:: Text extract ::
====================
# Dodo Juice Basics of Bling Detailing Spray



## Spoony (May 28, 2007)

*WHAT IS IT?*
Dodo Juice Basic's of Bling Detailing Spray - it is exactly what it says on the bottle, a quick detailer.

*WHAT DOES IT BRING TO THE TABLE?*
Basics of Bling Detailing Spray cleans and shines all surfaces - and it's not just about the perfection. It leaves a little protection behind, too, making it a versatile all-rounder. If you need one spray that does a bit of everything, this is the one.

It removes bugs and tar, acts like a waterless wash, leaves surfaces glossy and slick, and smells heavenly. A water-based wonder, gentle enough to use during final buffing stages without interfering unduly with fresh wax or sealant.

*WHAT AM I TESTING IT ON?*

My Luna Grey SEAT Leon

*WHAT DO I THINK OF IT?*
In a word, terrific. I've used my fair share of QDs and like the rest the Dodo Juice offering really does the job. Not only that I felt it left a lovely slick surface behind, giving a wetter look to the silver.

The bottle itself is great coming with a fine mist which means you get pretty much zero product wastage and in the recession that is an important point!

Overall I really liked this little QD, having not got much Dodo in my collection I can see it sneaking in, as like the rest of the range the QD delivers.

Here are some pics after use:





































Not only this, the QD is great for windows, great for removing fresh bugs from my mirror covers and terrific at removing bird droppings. It is a definite keep in the car QD for the moments where you need to remove any of the above or even greasy finger prints. It also delivered that "cleaning" factor required from this type of product.

As an extra job for this QD it makes a great drying aid. If your in a rush use this as a drying aid and the car will be left seriously fresh looking. I was very impressed with this using it just as a drying aid also.

*
WHY SHOULD YOU BUY IT?
*
Well, it is the million dollor question of retail. This product is another corkers from the boys at Dodo, you'd have thought looking at their range... "I wish they did a QD" - well here it is. It isn't a fussy product, it seems to add a little to the finish and it is branded like the rest of the dodo range so will fit in a treat. I wasn't sure it would do anything for me this, having been blown away by SN Hybrid I was then blown away by the quick detailer offered by the Dodo lads. It isn't expensive at £7.90 from i4d in fact that is an absolute bargain.

Thank you Dom for supplying this product to test. I think I will now have it in my arsenal forever.


----------
====================
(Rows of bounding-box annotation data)
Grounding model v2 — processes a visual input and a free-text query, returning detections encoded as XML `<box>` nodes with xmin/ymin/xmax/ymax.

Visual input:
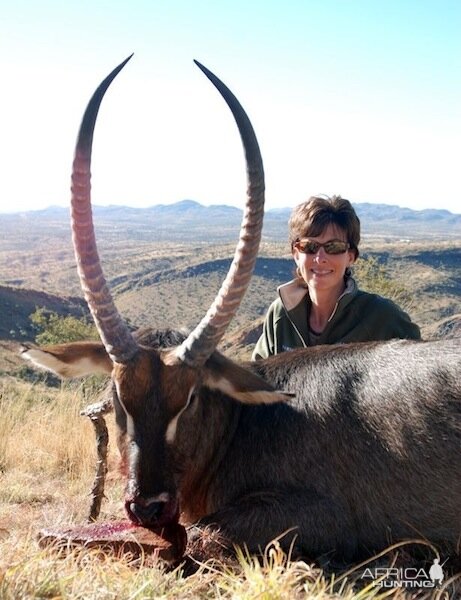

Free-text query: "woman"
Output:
<box><xmin>253</xmin><ymin>196</ymin><xmax>421</xmax><ymax>360</ymax></box>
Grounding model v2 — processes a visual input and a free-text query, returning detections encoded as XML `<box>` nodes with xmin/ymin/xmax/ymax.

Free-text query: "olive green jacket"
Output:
<box><xmin>252</xmin><ymin>277</ymin><xmax>421</xmax><ymax>360</ymax></box>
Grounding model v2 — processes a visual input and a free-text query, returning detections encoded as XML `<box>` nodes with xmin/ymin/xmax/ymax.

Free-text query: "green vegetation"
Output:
<box><xmin>30</xmin><ymin>308</ymin><xmax>99</xmax><ymax>344</ymax></box>
<box><xmin>354</xmin><ymin>256</ymin><xmax>414</xmax><ymax>311</ymax></box>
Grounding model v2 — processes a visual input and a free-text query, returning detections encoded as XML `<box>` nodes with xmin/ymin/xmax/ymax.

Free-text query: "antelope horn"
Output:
<box><xmin>176</xmin><ymin>61</ymin><xmax>264</xmax><ymax>366</ymax></box>
<box><xmin>71</xmin><ymin>55</ymin><xmax>138</xmax><ymax>363</ymax></box>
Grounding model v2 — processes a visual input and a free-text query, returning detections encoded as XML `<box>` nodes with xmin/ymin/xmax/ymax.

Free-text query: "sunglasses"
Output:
<box><xmin>294</xmin><ymin>240</ymin><xmax>350</xmax><ymax>254</ymax></box>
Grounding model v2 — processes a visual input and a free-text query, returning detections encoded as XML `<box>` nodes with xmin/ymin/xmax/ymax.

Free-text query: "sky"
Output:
<box><xmin>0</xmin><ymin>0</ymin><xmax>461</xmax><ymax>213</ymax></box>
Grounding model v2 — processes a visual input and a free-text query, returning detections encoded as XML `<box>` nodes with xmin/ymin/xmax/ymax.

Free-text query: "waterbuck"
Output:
<box><xmin>25</xmin><ymin>56</ymin><xmax>461</xmax><ymax>559</ymax></box>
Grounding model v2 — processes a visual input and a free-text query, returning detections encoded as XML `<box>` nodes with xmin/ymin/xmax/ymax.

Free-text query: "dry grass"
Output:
<box><xmin>0</xmin><ymin>377</ymin><xmax>461</xmax><ymax>600</ymax></box>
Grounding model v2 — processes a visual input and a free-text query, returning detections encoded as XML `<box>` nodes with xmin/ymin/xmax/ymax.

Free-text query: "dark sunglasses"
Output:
<box><xmin>294</xmin><ymin>240</ymin><xmax>349</xmax><ymax>254</ymax></box>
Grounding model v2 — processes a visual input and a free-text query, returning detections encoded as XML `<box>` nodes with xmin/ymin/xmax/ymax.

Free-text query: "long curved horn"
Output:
<box><xmin>71</xmin><ymin>55</ymin><xmax>138</xmax><ymax>363</ymax></box>
<box><xmin>176</xmin><ymin>61</ymin><xmax>264</xmax><ymax>366</ymax></box>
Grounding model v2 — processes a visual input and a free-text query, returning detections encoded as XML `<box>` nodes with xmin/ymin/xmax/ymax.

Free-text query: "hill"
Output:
<box><xmin>0</xmin><ymin>200</ymin><xmax>461</xmax><ymax>242</ymax></box>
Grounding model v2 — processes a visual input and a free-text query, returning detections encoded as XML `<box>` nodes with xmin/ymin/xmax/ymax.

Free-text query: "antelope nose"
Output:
<box><xmin>129</xmin><ymin>501</ymin><xmax>166</xmax><ymax>525</ymax></box>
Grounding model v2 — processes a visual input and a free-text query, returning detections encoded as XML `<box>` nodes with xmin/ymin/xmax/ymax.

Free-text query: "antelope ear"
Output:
<box><xmin>20</xmin><ymin>342</ymin><xmax>113</xmax><ymax>377</ymax></box>
<box><xmin>202</xmin><ymin>352</ymin><xmax>295</xmax><ymax>404</ymax></box>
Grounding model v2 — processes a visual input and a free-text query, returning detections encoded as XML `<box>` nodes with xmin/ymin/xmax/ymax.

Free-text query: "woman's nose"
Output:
<box><xmin>314</xmin><ymin>246</ymin><xmax>327</xmax><ymax>261</ymax></box>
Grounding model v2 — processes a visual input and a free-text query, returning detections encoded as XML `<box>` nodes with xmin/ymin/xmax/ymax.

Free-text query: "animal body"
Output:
<box><xmin>21</xmin><ymin>57</ymin><xmax>461</xmax><ymax>558</ymax></box>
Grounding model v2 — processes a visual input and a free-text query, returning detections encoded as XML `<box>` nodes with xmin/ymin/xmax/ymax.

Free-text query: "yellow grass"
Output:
<box><xmin>0</xmin><ymin>377</ymin><xmax>461</xmax><ymax>600</ymax></box>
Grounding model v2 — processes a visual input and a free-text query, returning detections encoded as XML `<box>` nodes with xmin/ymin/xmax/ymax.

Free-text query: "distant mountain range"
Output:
<box><xmin>0</xmin><ymin>200</ymin><xmax>461</xmax><ymax>241</ymax></box>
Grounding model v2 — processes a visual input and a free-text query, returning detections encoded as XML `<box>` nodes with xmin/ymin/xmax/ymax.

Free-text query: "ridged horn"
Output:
<box><xmin>71</xmin><ymin>55</ymin><xmax>138</xmax><ymax>363</ymax></box>
<box><xmin>176</xmin><ymin>61</ymin><xmax>264</xmax><ymax>367</ymax></box>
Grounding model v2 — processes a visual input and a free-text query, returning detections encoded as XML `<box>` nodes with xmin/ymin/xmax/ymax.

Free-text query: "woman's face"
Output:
<box><xmin>293</xmin><ymin>224</ymin><xmax>355</xmax><ymax>294</ymax></box>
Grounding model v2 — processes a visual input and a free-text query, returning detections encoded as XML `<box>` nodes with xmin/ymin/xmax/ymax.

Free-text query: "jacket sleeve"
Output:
<box><xmin>371</xmin><ymin>297</ymin><xmax>421</xmax><ymax>340</ymax></box>
<box><xmin>251</xmin><ymin>305</ymin><xmax>275</xmax><ymax>360</ymax></box>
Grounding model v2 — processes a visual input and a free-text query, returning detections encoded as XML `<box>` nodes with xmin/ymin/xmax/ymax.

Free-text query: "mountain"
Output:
<box><xmin>0</xmin><ymin>200</ymin><xmax>461</xmax><ymax>242</ymax></box>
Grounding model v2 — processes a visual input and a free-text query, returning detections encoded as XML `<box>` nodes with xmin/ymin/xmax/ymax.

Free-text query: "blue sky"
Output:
<box><xmin>0</xmin><ymin>0</ymin><xmax>461</xmax><ymax>213</ymax></box>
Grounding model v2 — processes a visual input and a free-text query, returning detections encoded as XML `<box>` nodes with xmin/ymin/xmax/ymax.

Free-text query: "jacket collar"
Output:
<box><xmin>277</xmin><ymin>275</ymin><xmax>358</xmax><ymax>321</ymax></box>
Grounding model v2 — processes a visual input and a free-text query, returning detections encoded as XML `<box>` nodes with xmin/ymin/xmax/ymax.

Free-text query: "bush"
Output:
<box><xmin>30</xmin><ymin>308</ymin><xmax>99</xmax><ymax>344</ymax></box>
<box><xmin>354</xmin><ymin>256</ymin><xmax>414</xmax><ymax>311</ymax></box>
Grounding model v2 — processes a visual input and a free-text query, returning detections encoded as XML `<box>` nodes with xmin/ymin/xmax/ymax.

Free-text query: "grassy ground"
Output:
<box><xmin>0</xmin><ymin>376</ymin><xmax>461</xmax><ymax>600</ymax></box>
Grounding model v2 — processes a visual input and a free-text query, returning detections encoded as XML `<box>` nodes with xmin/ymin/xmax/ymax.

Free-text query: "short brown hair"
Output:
<box><xmin>288</xmin><ymin>196</ymin><xmax>360</xmax><ymax>258</ymax></box>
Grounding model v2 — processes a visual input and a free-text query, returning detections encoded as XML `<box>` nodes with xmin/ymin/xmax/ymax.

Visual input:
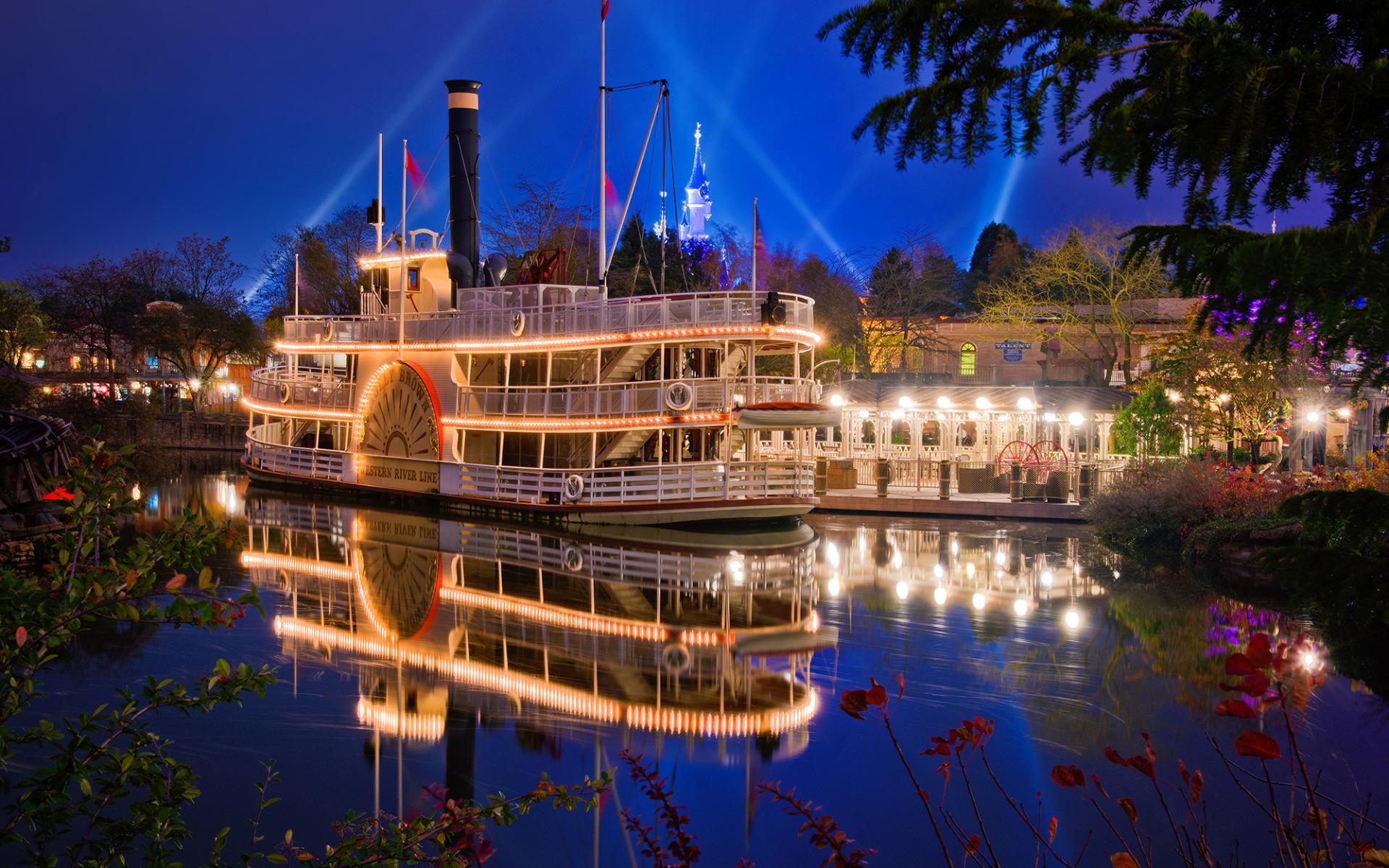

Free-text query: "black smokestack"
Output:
<box><xmin>444</xmin><ymin>79</ymin><xmax>482</xmax><ymax>287</ymax></box>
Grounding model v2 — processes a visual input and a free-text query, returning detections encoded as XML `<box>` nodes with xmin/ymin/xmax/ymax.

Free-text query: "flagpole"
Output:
<box><xmin>376</xmin><ymin>133</ymin><xmax>386</xmax><ymax>255</ymax></box>
<box><xmin>599</xmin><ymin>0</ymin><xmax>607</xmax><ymax>289</ymax></box>
<box><xmin>399</xmin><ymin>139</ymin><xmax>409</xmax><ymax>358</ymax></box>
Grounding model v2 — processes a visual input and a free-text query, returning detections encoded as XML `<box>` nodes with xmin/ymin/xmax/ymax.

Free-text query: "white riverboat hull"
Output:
<box><xmin>242</xmin><ymin>460</ymin><xmax>820</xmax><ymax>527</ymax></box>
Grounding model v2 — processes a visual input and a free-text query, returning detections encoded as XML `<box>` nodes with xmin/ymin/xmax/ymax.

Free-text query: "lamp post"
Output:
<box><xmin>1217</xmin><ymin>391</ymin><xmax>1235</xmax><ymax>464</ymax></box>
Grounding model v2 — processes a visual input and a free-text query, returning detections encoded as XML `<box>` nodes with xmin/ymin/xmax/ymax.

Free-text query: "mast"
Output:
<box><xmin>376</xmin><ymin>133</ymin><xmax>386</xmax><ymax>255</ymax></box>
<box><xmin>753</xmin><ymin>196</ymin><xmax>757</xmax><ymax>300</ymax></box>
<box><xmin>599</xmin><ymin>0</ymin><xmax>607</xmax><ymax>289</ymax></box>
<box><xmin>400</xmin><ymin>139</ymin><xmax>409</xmax><ymax>358</ymax></box>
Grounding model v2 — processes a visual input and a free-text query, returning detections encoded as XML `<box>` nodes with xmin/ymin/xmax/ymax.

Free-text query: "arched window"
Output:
<box><xmin>960</xmin><ymin>341</ymin><xmax>975</xmax><ymax>376</ymax></box>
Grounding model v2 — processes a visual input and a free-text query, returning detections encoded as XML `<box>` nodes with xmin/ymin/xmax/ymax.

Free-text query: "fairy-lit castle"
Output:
<box><xmin>681</xmin><ymin>124</ymin><xmax>714</xmax><ymax>242</ymax></box>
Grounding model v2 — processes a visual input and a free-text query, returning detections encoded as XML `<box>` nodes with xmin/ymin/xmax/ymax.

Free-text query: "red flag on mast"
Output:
<box><xmin>406</xmin><ymin>148</ymin><xmax>425</xmax><ymax>190</ymax></box>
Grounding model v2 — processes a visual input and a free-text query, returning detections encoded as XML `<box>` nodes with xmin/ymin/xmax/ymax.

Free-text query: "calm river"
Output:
<box><xmin>22</xmin><ymin>458</ymin><xmax>1389</xmax><ymax>868</ymax></box>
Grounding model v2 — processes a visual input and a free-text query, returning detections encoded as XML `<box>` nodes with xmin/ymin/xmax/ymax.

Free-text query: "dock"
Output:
<box><xmin>815</xmin><ymin>485</ymin><xmax>1085</xmax><ymax>522</ymax></box>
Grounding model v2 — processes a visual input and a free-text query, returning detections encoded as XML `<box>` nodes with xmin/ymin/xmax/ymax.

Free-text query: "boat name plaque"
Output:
<box><xmin>357</xmin><ymin>454</ymin><xmax>439</xmax><ymax>495</ymax></box>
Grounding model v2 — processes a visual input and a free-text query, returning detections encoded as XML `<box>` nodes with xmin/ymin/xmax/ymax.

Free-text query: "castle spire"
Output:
<box><xmin>685</xmin><ymin>122</ymin><xmax>708</xmax><ymax>195</ymax></box>
<box><xmin>679</xmin><ymin>124</ymin><xmax>714</xmax><ymax>242</ymax></box>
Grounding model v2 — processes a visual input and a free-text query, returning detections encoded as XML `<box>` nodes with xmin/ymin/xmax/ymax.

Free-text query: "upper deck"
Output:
<box><xmin>279</xmin><ymin>285</ymin><xmax>820</xmax><ymax>353</ymax></box>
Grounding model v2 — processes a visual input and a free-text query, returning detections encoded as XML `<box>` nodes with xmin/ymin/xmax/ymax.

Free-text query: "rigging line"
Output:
<box><xmin>607</xmin><ymin>78</ymin><xmax>666</xmax><ymax>93</ymax></box>
<box><xmin>477</xmin><ymin>142</ymin><xmax>522</xmax><ymax>250</ymax></box>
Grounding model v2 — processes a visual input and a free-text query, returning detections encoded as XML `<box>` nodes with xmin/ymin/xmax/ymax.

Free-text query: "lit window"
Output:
<box><xmin>960</xmin><ymin>343</ymin><xmax>975</xmax><ymax>376</ymax></box>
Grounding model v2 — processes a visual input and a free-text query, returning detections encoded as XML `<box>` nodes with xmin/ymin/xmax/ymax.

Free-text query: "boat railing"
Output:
<box><xmin>285</xmin><ymin>292</ymin><xmax>814</xmax><ymax>352</ymax></box>
<box><xmin>246</xmin><ymin>424</ymin><xmax>352</xmax><ymax>482</ymax></box>
<box><xmin>246</xmin><ymin>365</ymin><xmax>353</xmax><ymax>409</ymax></box>
<box><xmin>460</xmin><ymin>461</ymin><xmax>815</xmax><ymax>506</ymax></box>
<box><xmin>459</xmin><ymin>376</ymin><xmax>815</xmax><ymax>418</ymax></box>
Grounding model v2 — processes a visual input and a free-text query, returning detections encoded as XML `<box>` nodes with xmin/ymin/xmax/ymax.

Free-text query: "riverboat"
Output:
<box><xmin>243</xmin><ymin>74</ymin><xmax>839</xmax><ymax>525</ymax></box>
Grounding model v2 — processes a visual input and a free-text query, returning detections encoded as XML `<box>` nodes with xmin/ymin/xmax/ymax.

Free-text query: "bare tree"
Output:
<box><xmin>864</xmin><ymin>229</ymin><xmax>961</xmax><ymax>370</ymax></box>
<box><xmin>169</xmin><ymin>232</ymin><xmax>246</xmax><ymax>307</ymax></box>
<box><xmin>980</xmin><ymin>221</ymin><xmax>1168</xmax><ymax>383</ymax></box>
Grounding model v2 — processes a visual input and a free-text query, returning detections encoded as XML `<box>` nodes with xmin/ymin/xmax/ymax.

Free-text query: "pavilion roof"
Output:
<box><xmin>825</xmin><ymin>379</ymin><xmax>1134</xmax><ymax>414</ymax></box>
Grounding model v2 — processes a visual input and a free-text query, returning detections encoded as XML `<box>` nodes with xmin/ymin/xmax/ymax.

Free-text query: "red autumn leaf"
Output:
<box><xmin>1235</xmin><ymin>729</ymin><xmax>1283</xmax><ymax>760</ymax></box>
<box><xmin>1215</xmin><ymin>699</ymin><xmax>1257</xmax><ymax>718</ymax></box>
<box><xmin>1225</xmin><ymin>651</ymin><xmax>1254</xmax><ymax>675</ymax></box>
<box><xmin>1128</xmin><ymin>754</ymin><xmax>1157</xmax><ymax>779</ymax></box>
<box><xmin>865</xmin><ymin>682</ymin><xmax>888</xmax><ymax>705</ymax></box>
<box><xmin>1244</xmin><ymin>634</ymin><xmax>1274</xmax><ymax>669</ymax></box>
<box><xmin>1120</xmin><ymin>799</ymin><xmax>1137</xmax><ymax>825</ymax></box>
<box><xmin>964</xmin><ymin>835</ymin><xmax>980</xmax><ymax>856</ymax></box>
<box><xmin>1239</xmin><ymin>671</ymin><xmax>1268</xmax><ymax>696</ymax></box>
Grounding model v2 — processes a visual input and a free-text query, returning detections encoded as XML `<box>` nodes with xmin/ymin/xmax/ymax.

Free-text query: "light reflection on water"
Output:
<box><xmin>27</xmin><ymin>474</ymin><xmax>1389</xmax><ymax>868</ymax></box>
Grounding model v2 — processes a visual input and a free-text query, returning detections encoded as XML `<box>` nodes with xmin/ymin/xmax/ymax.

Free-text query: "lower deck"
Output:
<box><xmin>245</xmin><ymin>426</ymin><xmax>817</xmax><ymax>525</ymax></box>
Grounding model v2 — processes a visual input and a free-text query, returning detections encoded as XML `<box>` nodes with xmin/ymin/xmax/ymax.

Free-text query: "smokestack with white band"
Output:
<box><xmin>444</xmin><ymin>79</ymin><xmax>482</xmax><ymax>287</ymax></box>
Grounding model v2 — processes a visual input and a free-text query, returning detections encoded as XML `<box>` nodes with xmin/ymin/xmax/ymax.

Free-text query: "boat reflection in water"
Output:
<box><xmin>240</xmin><ymin>497</ymin><xmax>835</xmax><ymax>794</ymax></box>
<box><xmin>818</xmin><ymin>527</ymin><xmax>1120</xmax><ymax>622</ymax></box>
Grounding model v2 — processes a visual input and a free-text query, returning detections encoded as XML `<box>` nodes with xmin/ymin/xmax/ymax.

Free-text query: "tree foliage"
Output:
<box><xmin>980</xmin><ymin>222</ymin><xmax>1168</xmax><ymax>385</ymax></box>
<box><xmin>260</xmin><ymin>205</ymin><xmax>373</xmax><ymax>318</ymax></box>
<box><xmin>0</xmin><ymin>281</ymin><xmax>48</xmax><ymax>368</ymax></box>
<box><xmin>1113</xmin><ymin>380</ymin><xmax>1182</xmax><ymax>459</ymax></box>
<box><xmin>961</xmin><ymin>222</ymin><xmax>1032</xmax><ymax>311</ymax></box>
<box><xmin>864</xmin><ymin>231</ymin><xmax>961</xmax><ymax>370</ymax></box>
<box><xmin>820</xmin><ymin>0</ymin><xmax>1389</xmax><ymax>383</ymax></box>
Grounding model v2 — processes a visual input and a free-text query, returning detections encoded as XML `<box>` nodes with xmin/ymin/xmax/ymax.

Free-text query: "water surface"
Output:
<box><xmin>13</xmin><ymin>469</ymin><xmax>1389</xmax><ymax>867</ymax></box>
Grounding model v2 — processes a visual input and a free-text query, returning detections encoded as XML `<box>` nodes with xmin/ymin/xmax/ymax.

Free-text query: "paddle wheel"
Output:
<box><xmin>995</xmin><ymin>441</ymin><xmax>1067</xmax><ymax>472</ymax></box>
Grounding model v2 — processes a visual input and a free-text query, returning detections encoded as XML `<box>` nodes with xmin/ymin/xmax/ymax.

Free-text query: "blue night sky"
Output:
<box><xmin>0</xmin><ymin>0</ymin><xmax>1324</xmax><ymax>295</ymax></box>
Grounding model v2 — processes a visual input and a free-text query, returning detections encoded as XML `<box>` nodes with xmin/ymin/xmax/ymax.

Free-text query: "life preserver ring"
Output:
<box><xmin>661</xmin><ymin>640</ymin><xmax>690</xmax><ymax>675</ymax></box>
<box><xmin>666</xmin><ymin>380</ymin><xmax>694</xmax><ymax>409</ymax></box>
<box><xmin>564</xmin><ymin>543</ymin><xmax>583</xmax><ymax>572</ymax></box>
====================
:: Actions to take ::
1. Reproduce the portion of the detailing spray review from "It removes bugs" to "an important point!".
2. State only the number of lines in the entries that contain the string "antelope", treating uppercase and lowercase as distinct.
The detailing spray review and the entries were taken from unrelated sources.

:: Written responses ::
1.
It removes bugs and tar, acts like a waterless wash, leaves surfaces glossy and slick, and smells heavenly. A water-based wonder, gentle enough to use during final buffing stages without interfering unduly with fresh wax or sealant.

*WHAT AM I TESTING IT ON?*

My Luna Grey SEAT Leon

*WHAT DO I THINK OF IT?*
In a word, terrific. I've used my fair share of QDs and like the rest the Dodo Juice offering really does the job. Not only that I felt it left a lovely slick surface behind, giving a wetter look to the silver.

The bottle itself is great coming with a fine mist which means you get pretty much zero product wastage and in the recession that is an important point!

2. 3